> DATA PROVIDED:

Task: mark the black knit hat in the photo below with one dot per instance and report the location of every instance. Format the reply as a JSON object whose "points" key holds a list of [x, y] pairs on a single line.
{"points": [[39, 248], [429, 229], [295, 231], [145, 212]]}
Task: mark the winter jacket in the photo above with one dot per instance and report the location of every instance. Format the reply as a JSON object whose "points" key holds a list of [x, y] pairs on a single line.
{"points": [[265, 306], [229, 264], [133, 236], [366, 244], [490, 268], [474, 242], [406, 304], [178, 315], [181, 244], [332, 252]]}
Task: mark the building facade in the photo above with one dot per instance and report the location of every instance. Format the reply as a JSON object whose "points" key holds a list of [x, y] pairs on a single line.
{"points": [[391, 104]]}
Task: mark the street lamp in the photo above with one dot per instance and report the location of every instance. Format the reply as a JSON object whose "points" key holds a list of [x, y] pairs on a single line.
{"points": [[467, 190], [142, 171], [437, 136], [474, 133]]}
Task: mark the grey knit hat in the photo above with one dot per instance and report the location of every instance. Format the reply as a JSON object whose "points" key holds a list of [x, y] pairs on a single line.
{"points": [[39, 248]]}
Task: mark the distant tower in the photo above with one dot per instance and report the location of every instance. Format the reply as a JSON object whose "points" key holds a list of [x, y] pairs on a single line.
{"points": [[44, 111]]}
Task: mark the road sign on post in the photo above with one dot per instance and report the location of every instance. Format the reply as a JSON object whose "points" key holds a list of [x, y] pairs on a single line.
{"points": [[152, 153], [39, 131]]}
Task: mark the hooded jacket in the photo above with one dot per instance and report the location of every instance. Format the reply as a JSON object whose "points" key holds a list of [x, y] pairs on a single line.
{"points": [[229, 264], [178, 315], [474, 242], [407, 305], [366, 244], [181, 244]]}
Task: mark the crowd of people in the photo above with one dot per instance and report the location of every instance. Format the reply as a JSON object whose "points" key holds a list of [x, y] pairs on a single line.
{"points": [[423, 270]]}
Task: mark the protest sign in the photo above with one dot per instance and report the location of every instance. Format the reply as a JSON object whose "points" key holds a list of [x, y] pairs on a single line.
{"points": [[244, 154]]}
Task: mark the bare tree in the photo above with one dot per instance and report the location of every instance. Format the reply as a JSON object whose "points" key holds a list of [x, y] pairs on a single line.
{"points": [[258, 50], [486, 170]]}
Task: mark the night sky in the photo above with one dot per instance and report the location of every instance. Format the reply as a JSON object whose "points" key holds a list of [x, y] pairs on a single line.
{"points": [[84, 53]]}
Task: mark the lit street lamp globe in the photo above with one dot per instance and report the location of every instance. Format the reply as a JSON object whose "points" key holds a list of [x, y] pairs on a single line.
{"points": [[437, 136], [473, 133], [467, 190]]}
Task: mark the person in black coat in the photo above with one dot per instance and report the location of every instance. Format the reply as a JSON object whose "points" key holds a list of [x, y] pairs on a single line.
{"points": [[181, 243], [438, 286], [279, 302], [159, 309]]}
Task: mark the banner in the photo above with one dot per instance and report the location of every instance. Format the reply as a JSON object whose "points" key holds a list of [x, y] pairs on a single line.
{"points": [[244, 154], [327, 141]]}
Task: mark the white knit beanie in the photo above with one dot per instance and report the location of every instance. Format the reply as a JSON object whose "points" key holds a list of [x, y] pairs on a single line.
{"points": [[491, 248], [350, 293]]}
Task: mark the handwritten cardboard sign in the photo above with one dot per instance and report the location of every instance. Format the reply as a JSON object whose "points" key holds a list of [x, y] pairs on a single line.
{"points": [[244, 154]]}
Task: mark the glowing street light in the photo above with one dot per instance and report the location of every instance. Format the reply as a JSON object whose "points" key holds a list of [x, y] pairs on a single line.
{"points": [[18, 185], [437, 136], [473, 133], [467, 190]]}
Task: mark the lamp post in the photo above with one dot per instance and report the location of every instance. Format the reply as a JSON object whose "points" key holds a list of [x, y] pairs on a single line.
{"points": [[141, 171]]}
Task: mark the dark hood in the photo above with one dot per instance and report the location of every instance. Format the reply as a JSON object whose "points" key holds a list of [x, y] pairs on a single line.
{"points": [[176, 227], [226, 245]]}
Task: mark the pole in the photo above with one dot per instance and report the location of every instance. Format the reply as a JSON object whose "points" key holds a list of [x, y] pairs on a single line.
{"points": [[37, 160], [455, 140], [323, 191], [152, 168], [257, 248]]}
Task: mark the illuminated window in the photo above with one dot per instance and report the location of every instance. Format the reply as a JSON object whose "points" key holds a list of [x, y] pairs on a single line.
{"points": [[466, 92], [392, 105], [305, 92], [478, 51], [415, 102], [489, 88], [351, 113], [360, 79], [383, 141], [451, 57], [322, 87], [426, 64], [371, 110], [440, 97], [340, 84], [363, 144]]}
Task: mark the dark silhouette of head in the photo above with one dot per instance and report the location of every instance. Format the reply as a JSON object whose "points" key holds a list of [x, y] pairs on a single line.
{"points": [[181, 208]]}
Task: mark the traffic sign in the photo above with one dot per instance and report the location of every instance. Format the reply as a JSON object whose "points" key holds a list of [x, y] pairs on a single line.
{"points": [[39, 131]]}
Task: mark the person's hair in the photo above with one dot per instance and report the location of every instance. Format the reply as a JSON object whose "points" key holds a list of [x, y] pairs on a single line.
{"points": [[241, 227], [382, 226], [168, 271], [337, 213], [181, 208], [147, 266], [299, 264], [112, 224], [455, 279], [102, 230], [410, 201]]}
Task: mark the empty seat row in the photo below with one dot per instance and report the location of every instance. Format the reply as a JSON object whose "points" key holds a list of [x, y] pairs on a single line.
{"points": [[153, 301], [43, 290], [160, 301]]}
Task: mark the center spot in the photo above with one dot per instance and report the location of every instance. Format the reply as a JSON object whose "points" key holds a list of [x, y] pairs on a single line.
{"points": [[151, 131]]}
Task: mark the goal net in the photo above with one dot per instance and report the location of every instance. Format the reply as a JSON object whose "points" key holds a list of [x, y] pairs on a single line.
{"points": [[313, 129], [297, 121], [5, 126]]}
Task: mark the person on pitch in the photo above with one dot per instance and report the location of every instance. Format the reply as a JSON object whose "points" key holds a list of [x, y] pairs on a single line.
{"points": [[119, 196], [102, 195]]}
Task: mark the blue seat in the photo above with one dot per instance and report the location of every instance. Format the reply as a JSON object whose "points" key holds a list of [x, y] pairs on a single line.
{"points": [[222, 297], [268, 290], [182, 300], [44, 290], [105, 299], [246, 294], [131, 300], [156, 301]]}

> TO BE DONE:
Write out the complete set of records exactly as given.

> RESPONSE:
Task: mark the black knit hat in the photo below with one dot per instance and report the location of every instance. Format the reply as a JSON object whose "points" key holds a list of [x, y] pairs on a single line.
{"points": [[39, 248], [429, 229], [295, 231], [145, 212]]}
Task: mark the winter jacket in the photo above with one dot per instance and report the location of every instance. Format the reply as a JSON object whose "points" key holds a list of [x, y] pairs on a single line.
{"points": [[265, 306], [229, 264], [133, 236], [366, 244], [490, 268], [474, 242], [406, 304], [178, 315], [181, 244], [332, 252]]}
Task: mark the building facade in the photo above with one dot per instance and report the location of every instance. Format the reply as a JSON object whose "points" key holds a list of [x, y] pairs on a single line.
{"points": [[391, 104]]}
Task: mark the street lamp in the photo above with one dot per instance and report the location of every instance. Format the reply as a JSON object whose "points" key holds a list of [x, y] pairs on a single line.
{"points": [[467, 190], [142, 171], [437, 136], [474, 133]]}
Task: mark the grey knit hat in the photo above with one dot per instance and report the location of every instance. Format the reply as a JSON object whose "points" key holds a list of [x, y] pairs on a single line.
{"points": [[39, 248]]}
Task: mark the distant tower in the photo above with one dot per instance and report the location of every instance. Format the reply as a JSON object whose "points" key holds a list of [x, y] pairs on a single line.
{"points": [[44, 111]]}
Task: mark the road sign on post in the photo above with one dot per instance and report the location of every instance. Format the reply as a JSON object whose "points" key holds a list of [x, y] pairs on a single line.
{"points": [[152, 153], [39, 131]]}
Task: mark the hooded jacket in the photo above with one dot per instance and report the location of every instance. Format the reply as a JSON object whose "points" key holds a list of [x, y] pairs on a single line.
{"points": [[229, 264], [178, 315], [474, 242], [407, 305], [366, 244], [181, 244]]}
Task: mark the crowd of people in the photo above with one dot per instance and report the location of every instance. Format the reply as a JSON object whose "points" key holds a list of [x, y] pairs on a single line.
{"points": [[423, 270]]}
Task: mark the protest sign in the photo above with one dot per instance and report the location of every instance. Format the reply as a JSON object whose "points" key holds a list of [x, y] pairs on a single line.
{"points": [[244, 154]]}
Task: mark the bare tree in the photo above with one dot per instance and report the location of every instance. Format the reply as a JSON object whose "points" key holds a list of [x, y] pairs on a single line.
{"points": [[258, 50], [486, 170]]}
Task: mark the night sky in the photo above with one dot per instance and report the location of every instance. Format the reply as a JSON object whose "points" key holds a list of [x, y] pairs on a single line.
{"points": [[84, 53]]}
Task: mark the lit street lamp globe in the photo above with one dot per instance and report the location of every instance. Format the reply as a JSON object whose "points" key holds a list of [x, y] pairs on a single line.
{"points": [[437, 136], [473, 133], [467, 190]]}
Task: mark the person in black coat in the photo above with one dot per instance and report the location of every instance. Format the reply as a JSON object whose "points" key holds a list of [x, y] pairs on a single line.
{"points": [[181, 243], [438, 286], [279, 302], [159, 309]]}
Task: mark the banner in the photo above with one dot per instance and report the location of every instance. Format the reply as a JSON object whose "points" key holds a list of [x, y] pairs on a single line.
{"points": [[244, 154], [327, 141]]}
Task: mark the white knit beanie in the photo above with one dot per instance and report the location of every instance. Format the reply as a JSON object whose "points" key holds a list of [x, y] pairs on a single line.
{"points": [[491, 248], [350, 293]]}
Task: mark the handwritten cardboard sign in the photo above with one dot per instance and report the location of every instance. Format the reply as a JSON object whose "points" key holds a list of [x, y] pairs on a single line.
{"points": [[244, 154]]}
Task: mark the glowing street light in the photo above with one dot per instance and report the location of every instance. Format the reply as a JSON object whose "points" key holds a list of [x, y] pairs on a single line.
{"points": [[18, 185], [437, 136], [473, 133], [467, 190]]}
Task: mark the lamp post in the photo above with one dot per instance and report the location of every instance. Format the reply as a JSON object whose "points" key holds a list of [x, y] pairs on a single line.
{"points": [[141, 171]]}
Task: mark the dark hood in the photo above with one dot per instance and report the location of every instance. Format the reply as a JSON object whose "points" key holds a list of [x, y] pairs on a single line.
{"points": [[176, 227], [226, 245]]}
Task: mark the pole in the photo above with one dot per instance and report the location of every instance. Format the reply as a JSON object whose "points" key holds a list of [x, y] pairs on a single line.
{"points": [[37, 160], [455, 140], [323, 191], [152, 168], [257, 248]]}
Task: mark the illuminated window in the photo above with one dot per instance and report the location of every instance. Format the reply as a JSON object whose "points" key holds a list of [x, y] pairs on a single line.
{"points": [[466, 92], [392, 105], [305, 92], [478, 51], [415, 102], [489, 88], [351, 113], [360, 79], [383, 141], [451, 57], [322, 87], [426, 64], [371, 110], [440, 97], [340, 84], [363, 144]]}
Task: mark the dark silhouette of head in the photo above with one dot per instance and report the location of every instance. Format the reply as a JSON object whose "points" key holds a list of [x, y] pairs on a single line.
{"points": [[181, 208]]}
Task: mark the traffic sign in the photo above with one dot per instance and report the location of every instance. Format the reply as a JSON object whose "points" key holds a list of [x, y] pairs on a single line.
{"points": [[39, 131]]}
Task: mark the person's hair in the photo above with one dot per instance and report the location of every instance. Format the reply as a JSON object whose "points" key holds a list of [x, y] pairs on a single line.
{"points": [[241, 227], [382, 226], [168, 271], [337, 213], [181, 208], [147, 266], [299, 264], [112, 224], [455, 279], [102, 230], [410, 201]]}
Task: mark the empty seat row in the photo below with one dot per instance and report the location of every instance. Format the reply as a JSON object whose "points" key holds a list of [x, y] pairs on a single line.
{"points": [[153, 301], [43, 290], [160, 301]]}
Task: mark the center spot in the photo above with one dot per instance and report the location of every instance. Format the reply as a JSON object whose "points" key holds a list of [x, y] pairs on a single line.
{"points": [[151, 131]]}
Task: mark the goal net in the photo above with one dot per instance and report the location of every instance. Format the reply as a JSON object whose "points" key holds a list of [x, y] pairs on a single line.
{"points": [[313, 129], [297, 121], [5, 126]]}
Task: mark the person on pitch in the photo above with one dot per instance and report the location of every instance. Format the reply as a JSON object whose "points" key holds a list of [x, y] pairs on a single line.
{"points": [[119, 196], [102, 195]]}
Task: mark the blue seat in the photo above with one dot per instance and report the location of every instance. Format the reply as a JSON object whose "points" key holds a list of [x, y] pairs on a single line.
{"points": [[222, 297], [268, 290], [182, 300], [44, 290], [105, 299], [246, 294], [131, 300], [156, 301]]}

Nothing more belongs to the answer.